## REQUIREMENT
Each line of the records below that holds "mirror" should be returned.

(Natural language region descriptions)
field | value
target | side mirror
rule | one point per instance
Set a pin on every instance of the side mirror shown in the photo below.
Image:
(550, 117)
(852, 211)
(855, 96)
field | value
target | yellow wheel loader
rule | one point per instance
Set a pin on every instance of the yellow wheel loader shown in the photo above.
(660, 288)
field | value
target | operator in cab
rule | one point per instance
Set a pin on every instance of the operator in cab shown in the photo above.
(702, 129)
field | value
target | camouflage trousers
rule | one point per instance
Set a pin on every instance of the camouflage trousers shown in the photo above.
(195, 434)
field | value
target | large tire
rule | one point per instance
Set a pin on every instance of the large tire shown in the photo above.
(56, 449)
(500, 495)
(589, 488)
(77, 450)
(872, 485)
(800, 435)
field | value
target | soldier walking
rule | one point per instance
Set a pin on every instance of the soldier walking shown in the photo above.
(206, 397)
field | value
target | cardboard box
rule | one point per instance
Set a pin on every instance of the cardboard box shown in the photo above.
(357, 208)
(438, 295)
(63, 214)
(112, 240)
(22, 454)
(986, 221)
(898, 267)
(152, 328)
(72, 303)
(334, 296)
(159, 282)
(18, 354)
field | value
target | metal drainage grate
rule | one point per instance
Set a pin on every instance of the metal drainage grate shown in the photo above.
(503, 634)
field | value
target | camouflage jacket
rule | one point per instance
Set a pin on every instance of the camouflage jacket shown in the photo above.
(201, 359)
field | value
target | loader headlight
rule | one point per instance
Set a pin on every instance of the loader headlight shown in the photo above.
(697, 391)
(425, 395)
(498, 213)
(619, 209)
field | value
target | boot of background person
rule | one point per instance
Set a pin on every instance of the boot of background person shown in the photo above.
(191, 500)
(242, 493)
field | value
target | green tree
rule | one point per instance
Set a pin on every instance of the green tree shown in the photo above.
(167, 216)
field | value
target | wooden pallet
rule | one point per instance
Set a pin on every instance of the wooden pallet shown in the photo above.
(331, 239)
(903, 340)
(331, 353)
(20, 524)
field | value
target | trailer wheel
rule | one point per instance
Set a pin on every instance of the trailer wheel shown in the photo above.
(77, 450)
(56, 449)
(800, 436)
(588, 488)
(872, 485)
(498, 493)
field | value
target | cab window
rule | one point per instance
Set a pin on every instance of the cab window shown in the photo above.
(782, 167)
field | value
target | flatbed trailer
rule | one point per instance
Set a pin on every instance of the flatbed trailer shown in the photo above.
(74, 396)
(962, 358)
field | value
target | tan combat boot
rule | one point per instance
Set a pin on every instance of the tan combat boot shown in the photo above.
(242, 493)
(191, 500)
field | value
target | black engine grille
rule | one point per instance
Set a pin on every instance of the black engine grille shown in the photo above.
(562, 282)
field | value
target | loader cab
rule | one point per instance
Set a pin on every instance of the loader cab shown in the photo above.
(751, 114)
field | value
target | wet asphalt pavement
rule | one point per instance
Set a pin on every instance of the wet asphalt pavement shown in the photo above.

## RESULT FOR THIS TASK
target | side mirror
Set a pin on every instance of the side mirror shown in the photo below.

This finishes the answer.